### Instructions to follow
Answer these questions about the article on signs of maturity:
(a) What was the writer ordering from Amazon.UK after deleting the contact?
(b) Whose words and actions is "Wayne" constantly dissecting?
(c) What is Belinda a pro at?

### Selected text
::::

Wisdom//

8 Surprising Signs You Show More Maturity Than You Think

“Ugh. You’re obnoxious and offensive. Remove me from your email list!”


“Ugh. You’re obnoxious and offensive. Remove me from your email list!”

That was an email I received from someone I didn’t know last week. So what did I do?

Exhaled. Deleted contact. Sipped my coffee. Continued scrolling through Amazon.UK to order the English candy I love to treat myself to from home this time of year (plus a couple of good books — my spending achilles heel).

And that was it.

Maturity is the most undramatic, quiet and self preserving quality that we earn with time, experience and some self-reflection. I’ve come to be a keen observer of maturity in others and I secretly salute it whenever I notice it — for it’s subtle elegance and ability to reveal the zen-like characteristic of the person exuding it.

Maturity can be a bit like a random act of kindness performed by a stranger. It can be overlooked, even under-appreciated but it is still a beautiful act that blesses both the giver and the receiver. Here are some ways to identify maturity in yourself — something you may be casually overlooking and under-appreciating in yourself.

I adore how we can always react (or fail to react) to life’s circumstances. Whether it’s a rude remark, an ignorant comment or a passive aggressive colleague on another rant, maturity manifests in a lack of interest in reactivity. Think of the energy saved! Happy sigh.

2. You’re not interested in interpreting the action of others

My former colleague “Wayne” is constantly dissecting the words and actions of other people — his boss, his brothers, the dates who “ghost” him. I don’t know how he isn’t exhausted. Maturity is when you can let other people be and not read into every small thing that happens because, hey — you’re too busy doing you.

3. You don’t care to judge other people

And you lose interest in how other people may be judging you. Because mature folks know that it’s not all about you and the world is not consumed with you, you, you. This includes not taking things personally, getting offended on a whim, or feeling the need to defend, prove or justify yourself.

4. You can laugh at yourself

We all love people who can laugh at themselves. People who can make a mistake and chuckle about it. People who have a sense of humor and don’t mind a joke at their own expense, cause heck — shouldn’t life be funny? It really doesn’t have to be so serious!

My friend Belinda is a pro at laughing at herself and as a result is a one of those true light-hearted people-magnets that everyone loves spending time with.

::::

### Information provided
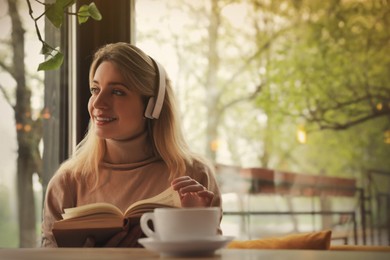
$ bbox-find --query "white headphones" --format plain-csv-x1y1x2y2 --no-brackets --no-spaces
145,57,166,119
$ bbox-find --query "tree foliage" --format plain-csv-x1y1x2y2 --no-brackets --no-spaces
26,0,102,70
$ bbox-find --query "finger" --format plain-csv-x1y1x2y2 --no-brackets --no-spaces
197,190,214,199
171,176,196,188
172,178,199,189
171,176,192,184
179,184,206,194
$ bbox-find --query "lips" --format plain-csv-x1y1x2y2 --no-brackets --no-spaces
94,116,116,124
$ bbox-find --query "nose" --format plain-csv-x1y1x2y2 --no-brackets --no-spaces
92,91,110,109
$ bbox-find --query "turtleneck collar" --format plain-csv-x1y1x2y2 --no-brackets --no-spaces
103,131,154,164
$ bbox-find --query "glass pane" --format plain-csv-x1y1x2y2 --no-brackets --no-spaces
0,0,60,248
136,0,390,244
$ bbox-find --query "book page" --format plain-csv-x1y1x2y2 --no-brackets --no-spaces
62,202,122,219
125,187,181,216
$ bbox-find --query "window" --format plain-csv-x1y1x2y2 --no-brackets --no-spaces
135,0,390,244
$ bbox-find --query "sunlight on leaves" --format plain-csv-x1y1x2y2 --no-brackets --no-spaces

::::

### Output for this task
(a) English candy, plus a couple of good books.
(b) His boss's, his brothers', and those of the dates who "ghost" him.
(c) Laughing at herself.